[Exercise brief] Please write what comes next in the passage on men and romantic love, picking up after its final sentence.

[Text under study]
------

Men fall in love faster, too—perhaps because they are more visual. Men experience love at first sight more regularly than women, and men fall in love just as often. Indeed, men are just as physiologically passionate as women. When my colleagues and I have scanned men’s brains using fMRI, we have found that they show as much activity as do women in neural regions linked with feelings of intense romantic love. Interestingly, in the 2011 sample we also found that when men fall in love they are faster to introduce their new partner to friends and parents, more eager to kiss in public, and want to “live together” sooner. Then, when they’re settled in, men have more intimate conversations with their wives than women do with their husbands—because women have many of their intimate conversations with their girlfriends. Last, men are just as likely as women to believe that you can stay married to the same person forever (76 percent of both sexes). And data from other studies show that after a break-up men are 2.5 times more likely to kill themselves.

------

[Supplied data]

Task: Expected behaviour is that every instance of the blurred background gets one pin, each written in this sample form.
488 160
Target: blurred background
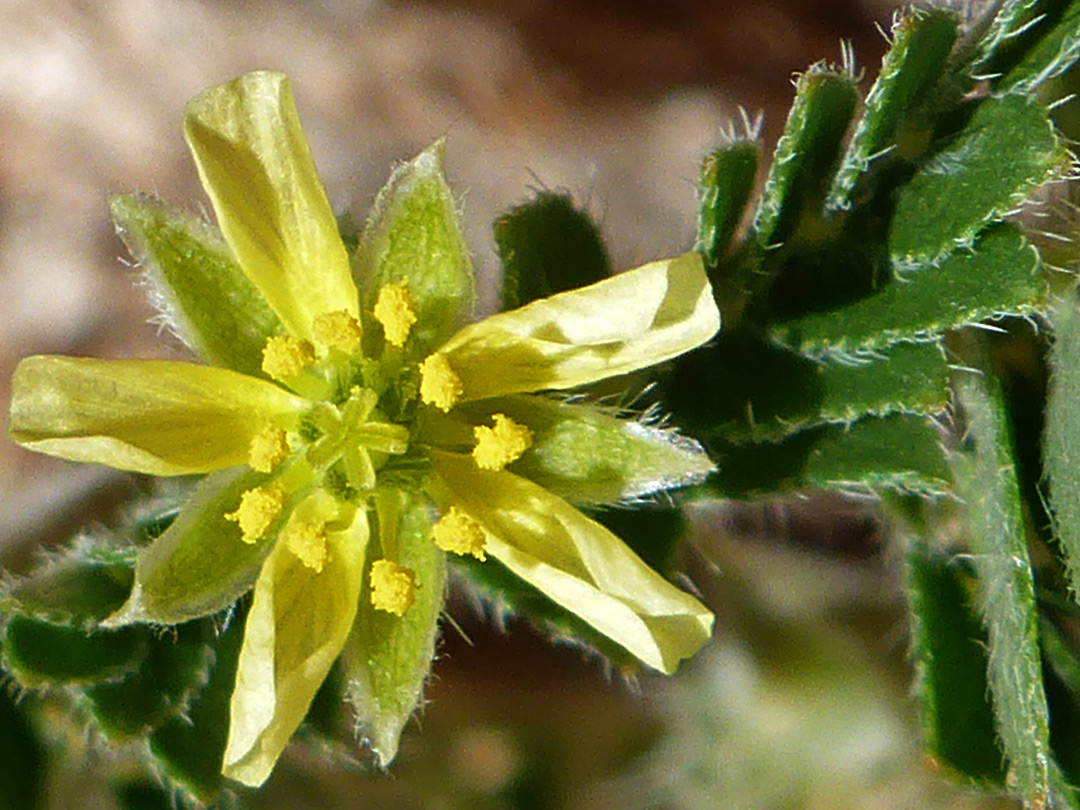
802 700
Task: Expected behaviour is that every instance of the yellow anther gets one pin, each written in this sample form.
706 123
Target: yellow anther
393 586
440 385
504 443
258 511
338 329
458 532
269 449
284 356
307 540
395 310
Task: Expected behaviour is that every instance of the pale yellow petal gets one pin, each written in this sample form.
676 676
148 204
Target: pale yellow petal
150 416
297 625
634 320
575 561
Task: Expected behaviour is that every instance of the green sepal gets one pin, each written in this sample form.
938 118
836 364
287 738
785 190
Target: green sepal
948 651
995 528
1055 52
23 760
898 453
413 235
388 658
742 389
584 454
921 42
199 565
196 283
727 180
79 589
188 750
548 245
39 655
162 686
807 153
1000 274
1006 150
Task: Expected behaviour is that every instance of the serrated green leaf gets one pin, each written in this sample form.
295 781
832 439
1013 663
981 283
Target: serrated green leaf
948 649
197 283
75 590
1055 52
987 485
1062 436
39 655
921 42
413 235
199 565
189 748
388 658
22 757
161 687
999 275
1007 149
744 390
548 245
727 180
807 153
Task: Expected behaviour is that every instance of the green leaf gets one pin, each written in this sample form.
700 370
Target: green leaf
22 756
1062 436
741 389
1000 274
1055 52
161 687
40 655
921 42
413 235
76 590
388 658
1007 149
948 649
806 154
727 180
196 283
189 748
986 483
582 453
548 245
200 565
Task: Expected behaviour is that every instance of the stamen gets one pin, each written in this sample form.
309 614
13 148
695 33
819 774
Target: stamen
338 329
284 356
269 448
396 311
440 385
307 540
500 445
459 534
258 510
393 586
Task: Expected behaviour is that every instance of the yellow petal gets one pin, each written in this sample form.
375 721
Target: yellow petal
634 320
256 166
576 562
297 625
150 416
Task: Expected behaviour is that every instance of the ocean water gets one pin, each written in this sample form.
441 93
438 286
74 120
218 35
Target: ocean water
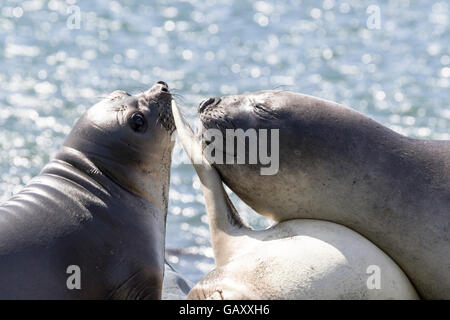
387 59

------

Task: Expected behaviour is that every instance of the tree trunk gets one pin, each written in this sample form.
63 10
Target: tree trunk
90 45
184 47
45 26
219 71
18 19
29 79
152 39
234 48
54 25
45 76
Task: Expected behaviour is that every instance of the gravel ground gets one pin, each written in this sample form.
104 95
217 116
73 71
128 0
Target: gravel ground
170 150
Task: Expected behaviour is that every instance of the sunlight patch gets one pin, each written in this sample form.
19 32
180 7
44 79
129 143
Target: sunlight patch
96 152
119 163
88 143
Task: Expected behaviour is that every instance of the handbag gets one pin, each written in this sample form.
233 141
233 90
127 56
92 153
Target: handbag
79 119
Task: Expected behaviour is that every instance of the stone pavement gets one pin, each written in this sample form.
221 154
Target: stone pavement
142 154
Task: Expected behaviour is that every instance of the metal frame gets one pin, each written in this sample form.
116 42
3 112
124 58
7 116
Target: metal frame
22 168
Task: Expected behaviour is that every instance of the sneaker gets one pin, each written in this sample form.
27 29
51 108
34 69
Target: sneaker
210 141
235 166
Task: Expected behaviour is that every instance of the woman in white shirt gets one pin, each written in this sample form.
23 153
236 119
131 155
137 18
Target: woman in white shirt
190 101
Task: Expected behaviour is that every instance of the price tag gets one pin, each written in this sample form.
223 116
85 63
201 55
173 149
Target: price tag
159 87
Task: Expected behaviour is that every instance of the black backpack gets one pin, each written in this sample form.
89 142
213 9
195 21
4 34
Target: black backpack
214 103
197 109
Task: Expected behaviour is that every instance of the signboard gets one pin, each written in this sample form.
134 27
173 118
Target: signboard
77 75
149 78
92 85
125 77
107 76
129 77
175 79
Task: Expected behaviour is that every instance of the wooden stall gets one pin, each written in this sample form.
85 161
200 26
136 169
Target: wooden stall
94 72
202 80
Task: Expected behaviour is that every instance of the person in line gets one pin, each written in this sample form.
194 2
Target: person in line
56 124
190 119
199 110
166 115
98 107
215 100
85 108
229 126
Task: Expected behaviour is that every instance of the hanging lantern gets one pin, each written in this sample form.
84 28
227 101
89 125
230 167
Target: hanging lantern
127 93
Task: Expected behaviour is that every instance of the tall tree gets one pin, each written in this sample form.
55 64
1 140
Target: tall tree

------

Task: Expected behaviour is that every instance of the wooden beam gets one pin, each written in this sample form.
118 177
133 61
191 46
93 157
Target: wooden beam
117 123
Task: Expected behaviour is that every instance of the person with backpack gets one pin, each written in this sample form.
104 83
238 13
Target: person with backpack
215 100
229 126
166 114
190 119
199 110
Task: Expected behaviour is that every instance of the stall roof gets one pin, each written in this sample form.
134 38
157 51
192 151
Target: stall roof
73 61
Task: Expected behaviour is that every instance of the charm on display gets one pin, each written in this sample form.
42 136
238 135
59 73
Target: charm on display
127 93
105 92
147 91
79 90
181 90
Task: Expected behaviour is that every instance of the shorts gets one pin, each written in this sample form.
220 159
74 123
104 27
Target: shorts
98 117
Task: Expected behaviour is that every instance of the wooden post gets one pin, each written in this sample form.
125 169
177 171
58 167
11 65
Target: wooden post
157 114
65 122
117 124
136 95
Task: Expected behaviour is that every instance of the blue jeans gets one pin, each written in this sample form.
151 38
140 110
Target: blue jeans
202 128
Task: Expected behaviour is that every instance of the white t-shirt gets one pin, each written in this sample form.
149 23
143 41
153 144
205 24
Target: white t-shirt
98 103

------

[Response area]
In fact it is women who seek more independence in a committed relationship. Women want more personal space (77 percent of women vs. 56 percent of men). More women are reluctant to share their bank account (35 percent of women vs. 25 percent of men). Women are more eager to have girls’ night out (66 percent) than men are to go out with the boys (47 percent); and women are more likely to want to vacation with their female buddies (12 percent) than men with their male buddies (8 percent).

Two questions in these annual surveys were particularly revealing: “Would you make a long-term commitment to someone who had everything you were looking for but with whom you were not in love?” And “Would you make a long-term commitment to someone who had everything you were looking for but to whom you did not feel sexually attracted?” Thirty-one percent of men were willing to form a partnership with a woman they were not in love with, as opposed to 23 percent of women. Men were also slightly more likely to enter a partnership with someone they were not sexually attracted to (21 percent of men vs. 18 percent of women). Men in their twenties were the most likely to forgo romantic and sexual attraction to a mate; the least likely were women over sixty!

Why would a young man forfeit romance and better sex to make a long-term partnership? I suspect it’s the call of the wild. When a young man finds a good-looking, healthy, popular, energetic, intelligent, humorous, and charming mate, he might be predisposed to take this opportunity to breed despite the passion he might have for another woman, one he knows he would never want to wed. When the “almost right” woman comes along, the ancestral drive to pass on his DNA toward eternity trumps his sexual and romantic satisfaction with a less appropriate partner.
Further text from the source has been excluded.